▶ Task statement
Pull out each line of the rows below that contains the word "ballast". Case matters.

——————————

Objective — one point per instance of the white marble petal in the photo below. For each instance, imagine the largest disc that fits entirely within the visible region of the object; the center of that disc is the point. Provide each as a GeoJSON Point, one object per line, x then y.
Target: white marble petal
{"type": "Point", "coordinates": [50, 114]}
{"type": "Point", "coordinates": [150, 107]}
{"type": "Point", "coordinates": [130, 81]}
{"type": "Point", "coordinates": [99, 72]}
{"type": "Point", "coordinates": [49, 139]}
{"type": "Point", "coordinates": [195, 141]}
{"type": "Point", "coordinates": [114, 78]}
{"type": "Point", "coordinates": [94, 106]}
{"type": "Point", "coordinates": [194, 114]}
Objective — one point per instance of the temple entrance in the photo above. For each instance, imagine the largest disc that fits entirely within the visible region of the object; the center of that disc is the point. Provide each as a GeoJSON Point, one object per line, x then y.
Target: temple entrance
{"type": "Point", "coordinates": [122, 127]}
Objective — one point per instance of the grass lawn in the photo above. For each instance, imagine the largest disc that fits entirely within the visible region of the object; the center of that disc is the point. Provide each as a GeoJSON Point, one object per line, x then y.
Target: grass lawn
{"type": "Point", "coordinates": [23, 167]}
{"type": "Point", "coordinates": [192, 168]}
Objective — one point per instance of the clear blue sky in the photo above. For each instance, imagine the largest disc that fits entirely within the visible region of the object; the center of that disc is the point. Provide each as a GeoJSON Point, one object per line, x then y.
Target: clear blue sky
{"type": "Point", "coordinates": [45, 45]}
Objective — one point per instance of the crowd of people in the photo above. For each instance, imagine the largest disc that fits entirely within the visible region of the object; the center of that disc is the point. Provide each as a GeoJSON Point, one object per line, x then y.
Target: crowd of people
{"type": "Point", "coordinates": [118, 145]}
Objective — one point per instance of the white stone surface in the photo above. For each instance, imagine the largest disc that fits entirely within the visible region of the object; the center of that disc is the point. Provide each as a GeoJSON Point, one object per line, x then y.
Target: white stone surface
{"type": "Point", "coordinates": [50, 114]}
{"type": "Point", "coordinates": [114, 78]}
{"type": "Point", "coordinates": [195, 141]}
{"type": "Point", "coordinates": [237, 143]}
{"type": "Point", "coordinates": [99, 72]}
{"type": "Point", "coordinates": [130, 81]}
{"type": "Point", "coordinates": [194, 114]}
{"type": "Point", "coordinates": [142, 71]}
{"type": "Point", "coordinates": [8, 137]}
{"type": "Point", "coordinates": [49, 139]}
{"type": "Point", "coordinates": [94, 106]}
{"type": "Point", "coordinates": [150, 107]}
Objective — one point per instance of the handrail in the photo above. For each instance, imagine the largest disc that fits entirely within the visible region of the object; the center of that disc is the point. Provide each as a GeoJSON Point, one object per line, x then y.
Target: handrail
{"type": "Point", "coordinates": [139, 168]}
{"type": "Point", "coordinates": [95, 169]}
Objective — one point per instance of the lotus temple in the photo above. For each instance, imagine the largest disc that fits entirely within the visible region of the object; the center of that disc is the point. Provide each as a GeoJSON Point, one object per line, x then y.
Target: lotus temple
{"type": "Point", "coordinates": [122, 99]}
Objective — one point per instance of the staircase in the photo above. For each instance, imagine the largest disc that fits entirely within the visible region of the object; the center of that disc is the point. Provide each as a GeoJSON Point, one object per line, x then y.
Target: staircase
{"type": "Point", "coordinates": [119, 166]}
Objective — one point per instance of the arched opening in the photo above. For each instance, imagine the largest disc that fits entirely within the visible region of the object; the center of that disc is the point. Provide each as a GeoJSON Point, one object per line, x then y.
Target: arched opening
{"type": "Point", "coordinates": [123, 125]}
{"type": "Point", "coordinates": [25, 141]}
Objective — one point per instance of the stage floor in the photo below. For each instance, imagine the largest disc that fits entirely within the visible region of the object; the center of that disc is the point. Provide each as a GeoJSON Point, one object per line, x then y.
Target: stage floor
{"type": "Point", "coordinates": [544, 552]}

——————————

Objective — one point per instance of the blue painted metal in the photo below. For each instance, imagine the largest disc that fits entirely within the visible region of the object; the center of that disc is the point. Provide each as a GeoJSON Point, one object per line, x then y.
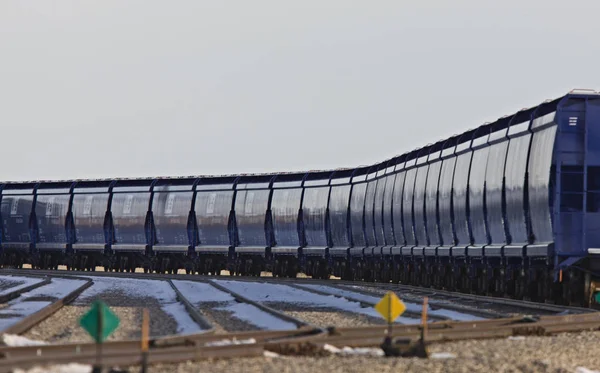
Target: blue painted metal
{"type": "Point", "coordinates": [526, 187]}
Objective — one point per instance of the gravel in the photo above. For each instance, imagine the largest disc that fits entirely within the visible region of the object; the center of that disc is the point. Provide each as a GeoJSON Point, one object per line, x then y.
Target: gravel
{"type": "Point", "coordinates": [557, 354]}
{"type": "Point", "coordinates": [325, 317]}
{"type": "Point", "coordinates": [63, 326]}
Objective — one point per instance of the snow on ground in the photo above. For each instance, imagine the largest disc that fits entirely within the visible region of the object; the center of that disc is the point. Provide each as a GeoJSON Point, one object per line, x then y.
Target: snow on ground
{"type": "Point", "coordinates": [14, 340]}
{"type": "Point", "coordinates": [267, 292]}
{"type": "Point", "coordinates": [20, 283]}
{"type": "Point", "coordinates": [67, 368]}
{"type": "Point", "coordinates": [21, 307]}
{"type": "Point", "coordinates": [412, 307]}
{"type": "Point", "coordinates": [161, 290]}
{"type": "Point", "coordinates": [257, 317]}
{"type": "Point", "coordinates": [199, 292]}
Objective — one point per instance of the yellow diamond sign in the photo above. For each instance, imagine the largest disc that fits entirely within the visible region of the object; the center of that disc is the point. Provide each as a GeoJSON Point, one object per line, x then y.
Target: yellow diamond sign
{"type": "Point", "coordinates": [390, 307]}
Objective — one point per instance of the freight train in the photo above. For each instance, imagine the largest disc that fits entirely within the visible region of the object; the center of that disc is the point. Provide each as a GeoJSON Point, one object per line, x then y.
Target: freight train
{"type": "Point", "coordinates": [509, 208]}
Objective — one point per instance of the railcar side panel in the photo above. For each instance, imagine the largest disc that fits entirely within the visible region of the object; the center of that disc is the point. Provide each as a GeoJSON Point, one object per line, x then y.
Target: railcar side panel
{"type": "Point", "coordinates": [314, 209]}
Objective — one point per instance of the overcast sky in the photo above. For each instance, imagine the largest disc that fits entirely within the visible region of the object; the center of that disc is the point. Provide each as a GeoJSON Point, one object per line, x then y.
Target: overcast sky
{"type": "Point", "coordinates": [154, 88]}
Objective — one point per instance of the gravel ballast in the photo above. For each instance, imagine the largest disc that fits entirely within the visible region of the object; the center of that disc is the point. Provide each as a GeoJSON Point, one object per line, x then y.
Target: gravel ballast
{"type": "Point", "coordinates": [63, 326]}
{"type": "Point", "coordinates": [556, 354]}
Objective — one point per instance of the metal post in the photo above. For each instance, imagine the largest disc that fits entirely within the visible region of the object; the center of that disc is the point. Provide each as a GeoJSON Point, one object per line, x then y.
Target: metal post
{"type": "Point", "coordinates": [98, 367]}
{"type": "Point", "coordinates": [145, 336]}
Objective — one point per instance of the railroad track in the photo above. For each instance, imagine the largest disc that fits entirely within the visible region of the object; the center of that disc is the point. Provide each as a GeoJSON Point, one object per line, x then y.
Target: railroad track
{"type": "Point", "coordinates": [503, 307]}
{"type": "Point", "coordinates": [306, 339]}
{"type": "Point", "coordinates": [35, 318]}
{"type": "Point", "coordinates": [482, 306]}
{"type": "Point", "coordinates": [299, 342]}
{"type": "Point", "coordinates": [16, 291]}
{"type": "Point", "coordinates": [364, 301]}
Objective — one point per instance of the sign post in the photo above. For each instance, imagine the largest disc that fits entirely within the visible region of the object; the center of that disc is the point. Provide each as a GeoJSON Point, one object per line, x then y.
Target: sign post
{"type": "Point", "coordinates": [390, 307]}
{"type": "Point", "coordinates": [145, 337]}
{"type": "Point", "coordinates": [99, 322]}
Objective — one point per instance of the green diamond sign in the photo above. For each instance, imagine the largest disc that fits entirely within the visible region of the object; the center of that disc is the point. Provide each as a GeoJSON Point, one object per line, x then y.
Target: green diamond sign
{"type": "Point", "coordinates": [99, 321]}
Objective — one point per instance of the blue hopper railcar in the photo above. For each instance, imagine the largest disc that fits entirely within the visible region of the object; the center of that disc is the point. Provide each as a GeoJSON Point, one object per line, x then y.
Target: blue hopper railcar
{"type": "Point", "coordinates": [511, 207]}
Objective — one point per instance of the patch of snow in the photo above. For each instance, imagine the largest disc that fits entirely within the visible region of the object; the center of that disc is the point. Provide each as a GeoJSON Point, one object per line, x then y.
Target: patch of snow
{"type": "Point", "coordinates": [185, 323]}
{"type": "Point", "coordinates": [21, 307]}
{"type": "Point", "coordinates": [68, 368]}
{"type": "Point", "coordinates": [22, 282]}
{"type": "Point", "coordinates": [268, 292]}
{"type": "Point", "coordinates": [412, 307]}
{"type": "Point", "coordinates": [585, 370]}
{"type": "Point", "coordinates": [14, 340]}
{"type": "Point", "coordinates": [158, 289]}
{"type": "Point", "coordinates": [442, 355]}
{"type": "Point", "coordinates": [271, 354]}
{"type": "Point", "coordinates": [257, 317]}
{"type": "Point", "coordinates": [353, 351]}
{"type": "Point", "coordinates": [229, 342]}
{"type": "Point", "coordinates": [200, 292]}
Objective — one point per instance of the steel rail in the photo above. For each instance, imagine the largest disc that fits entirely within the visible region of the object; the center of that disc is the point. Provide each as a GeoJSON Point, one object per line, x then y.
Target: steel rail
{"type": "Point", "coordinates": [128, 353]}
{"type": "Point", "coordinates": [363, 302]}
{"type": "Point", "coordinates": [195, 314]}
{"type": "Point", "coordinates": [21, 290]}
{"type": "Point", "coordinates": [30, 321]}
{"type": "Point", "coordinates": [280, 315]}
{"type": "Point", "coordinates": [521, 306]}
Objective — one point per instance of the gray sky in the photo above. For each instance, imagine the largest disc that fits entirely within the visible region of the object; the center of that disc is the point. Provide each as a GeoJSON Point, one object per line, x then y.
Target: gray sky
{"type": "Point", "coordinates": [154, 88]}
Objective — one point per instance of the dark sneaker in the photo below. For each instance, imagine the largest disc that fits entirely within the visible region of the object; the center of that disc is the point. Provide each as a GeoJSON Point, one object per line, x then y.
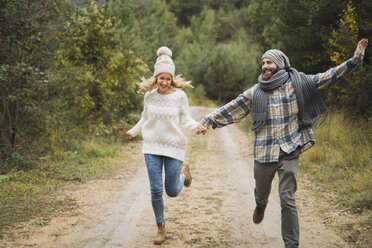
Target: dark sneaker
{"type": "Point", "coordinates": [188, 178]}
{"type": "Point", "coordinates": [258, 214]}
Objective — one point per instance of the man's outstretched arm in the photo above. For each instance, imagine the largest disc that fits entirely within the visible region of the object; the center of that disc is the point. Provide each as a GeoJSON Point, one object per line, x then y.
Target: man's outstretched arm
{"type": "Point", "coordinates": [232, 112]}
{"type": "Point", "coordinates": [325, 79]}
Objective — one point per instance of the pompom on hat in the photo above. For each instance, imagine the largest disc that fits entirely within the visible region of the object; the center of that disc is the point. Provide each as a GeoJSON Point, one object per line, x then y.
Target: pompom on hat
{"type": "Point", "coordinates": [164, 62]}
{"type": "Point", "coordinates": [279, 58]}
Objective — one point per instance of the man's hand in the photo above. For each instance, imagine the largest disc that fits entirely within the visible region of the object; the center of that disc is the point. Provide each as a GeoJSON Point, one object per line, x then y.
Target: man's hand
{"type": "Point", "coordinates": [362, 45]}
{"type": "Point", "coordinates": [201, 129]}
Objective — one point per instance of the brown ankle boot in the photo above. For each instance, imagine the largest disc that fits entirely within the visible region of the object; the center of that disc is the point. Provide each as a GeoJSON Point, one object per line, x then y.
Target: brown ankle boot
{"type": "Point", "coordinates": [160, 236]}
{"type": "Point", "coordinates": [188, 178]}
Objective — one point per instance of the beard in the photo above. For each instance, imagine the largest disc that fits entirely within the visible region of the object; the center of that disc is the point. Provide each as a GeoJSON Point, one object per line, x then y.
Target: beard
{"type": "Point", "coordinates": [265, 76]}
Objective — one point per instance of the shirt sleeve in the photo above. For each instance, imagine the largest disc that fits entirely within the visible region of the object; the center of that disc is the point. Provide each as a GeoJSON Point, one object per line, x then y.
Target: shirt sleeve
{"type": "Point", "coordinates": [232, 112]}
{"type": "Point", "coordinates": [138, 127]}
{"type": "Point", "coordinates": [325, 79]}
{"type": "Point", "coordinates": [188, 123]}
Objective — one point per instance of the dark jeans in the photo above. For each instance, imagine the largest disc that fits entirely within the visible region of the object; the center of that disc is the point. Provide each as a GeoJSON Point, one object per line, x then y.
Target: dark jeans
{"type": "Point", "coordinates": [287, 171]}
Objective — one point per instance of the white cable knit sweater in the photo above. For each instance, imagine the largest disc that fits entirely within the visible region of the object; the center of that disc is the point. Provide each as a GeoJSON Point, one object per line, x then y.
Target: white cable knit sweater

——————————

▶ Solution for this problem
Objective — one point per instance of the gravel ballast in the photo above. For each instance, imagine the largest disc that fits entirely within the visible region of the object; the center of that disc is the point. Provide each as a GeoJSON Point, one object per line, x then y.
Target: gravel ballast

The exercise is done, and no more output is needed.